### Excerpted text
A half-hour drive away in Baraboo, Wisconsin, the Broadway Diner is similarly implementing carhop services to make ends meet. “In the beginning of the shutdown, we tried doing carry-out,” says owner Jeffry Castree. “Unfortunately, as a breakfast and lunch place we're not really set up for it.” But once Castree received the business's Paycheck Protection Program (PPP) government loan, he came up with an alternative plan to bring in customers. “I looked out into the parking lot,” he says, “and I knew exactly what I had to do.”
The Silk City-style diner, built in 1954 and brought to Wisconsin in 2012, sits in the center of Baraboo and is one of just a few downtown restaurants with a parking lot— an advantage, says Castree, since drive-in services offer customers who don't yet feel safe coming into the diner, and may not for a while, an alternative way to enjoy a meal out.
To make sure his customers are completely comfortable, Castree offers a few drive-in options. “Once a car pulls into a parking space/stall,” he says, “we've posted a sign with the diner's phone number, telling them to call and let us know they're here for drive-in service.” Customers can then choose between accessing the Broadway’s menu online from their phone, or using a laminated card with a QR code on it that a carhop delivers to their window. “They just hover their phone over the code to access the menu,” says Castree, “and after deciding on what they'd like to eat, either call back and place their order or give it to one of the carhops.” Another option is a disposable paper menu, “but since we have to get rid of them immediately and there’s a possibility of several people touching them, we try to limit those,” he says.
The diner’s drive-in service is available both during regular business hours and on new “Carhop-only” Wednesday nights, which includes a special menu of items like cheeseburgers, jumbo hot dogs and buttermilk-battered chicken tenders served with a side of the Broadway’s own “Boom Boom” sauce, a unique mix of apple cider vinegar, powdered sugar, Tabasco sauce and mayonnaise. Ten percent of the Wednesday night proceeds then go to the local food pantry.

### Problems and tasks
1: Summarize the passage about the Broadway Diner in two sentences.
2: Continue the passage about the Broadway Diner's carhop service, picking up after its final sentence.

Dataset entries
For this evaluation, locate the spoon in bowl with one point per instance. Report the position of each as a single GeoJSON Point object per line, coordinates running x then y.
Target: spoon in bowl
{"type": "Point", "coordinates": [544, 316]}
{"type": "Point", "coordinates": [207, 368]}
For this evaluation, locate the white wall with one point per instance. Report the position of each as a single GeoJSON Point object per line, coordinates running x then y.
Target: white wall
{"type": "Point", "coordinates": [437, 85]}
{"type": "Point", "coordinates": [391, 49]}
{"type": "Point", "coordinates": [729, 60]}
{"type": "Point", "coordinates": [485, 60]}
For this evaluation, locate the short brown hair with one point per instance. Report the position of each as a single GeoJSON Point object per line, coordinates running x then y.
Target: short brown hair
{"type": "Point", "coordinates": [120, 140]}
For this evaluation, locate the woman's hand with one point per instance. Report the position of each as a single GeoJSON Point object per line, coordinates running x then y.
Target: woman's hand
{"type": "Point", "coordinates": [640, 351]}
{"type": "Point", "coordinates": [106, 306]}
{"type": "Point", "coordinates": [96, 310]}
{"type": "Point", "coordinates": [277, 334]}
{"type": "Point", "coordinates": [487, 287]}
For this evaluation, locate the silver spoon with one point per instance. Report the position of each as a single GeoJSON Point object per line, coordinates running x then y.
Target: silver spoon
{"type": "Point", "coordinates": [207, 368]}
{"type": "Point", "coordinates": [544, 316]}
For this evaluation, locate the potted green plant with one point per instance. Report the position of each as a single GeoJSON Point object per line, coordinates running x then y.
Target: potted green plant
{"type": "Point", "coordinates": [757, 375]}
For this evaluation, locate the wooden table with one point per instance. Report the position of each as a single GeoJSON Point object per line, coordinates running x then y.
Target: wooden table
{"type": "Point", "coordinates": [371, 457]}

### Answers below
1: After carry-out proved a poor fit for the breakfast and lunch spot, owner Jeffry Castree used the Broadway Diner's Paycheck Protection Program loan and its downtown parking lot in Baraboo, Wisconsin, to start a carhop service for customers who don't yet feel safe dining inside. Customers call the number posted at their parking space and order from an online menu, a QR-code card, or a limited supply of disposable paper menus, during regular hours and on new "Carhop-only" Wednesday nights, when ten percent of proceeds go to the local food pantry.

2:
When the weather is good, Castree says the diner is seeing 10 to 20 cars coming for drive-in service daily. “Each car is equal to a table,” he says. Inside, the restaurant is currently operating at about 59 percent occupancy, though despite this limited reopening, Castree intends to continue supplementing his business with carhop offerings—particularly as they get into the tourism season. “Families really seem to like it,” he says. “Especially those with young kids, many who've never been to a drive-in before.”
While A&W Restaurants has no current plans to add carhop services to its additional 550 U.S. eateries, the drive-in trend does seem to be one that will continue through summer, at least according to their owners (and in the case of Castree’s Broadway Diner, says Castree, definitely into the fall). Still, Hess says it's hard to predict where all of this will lead in terms of longevity.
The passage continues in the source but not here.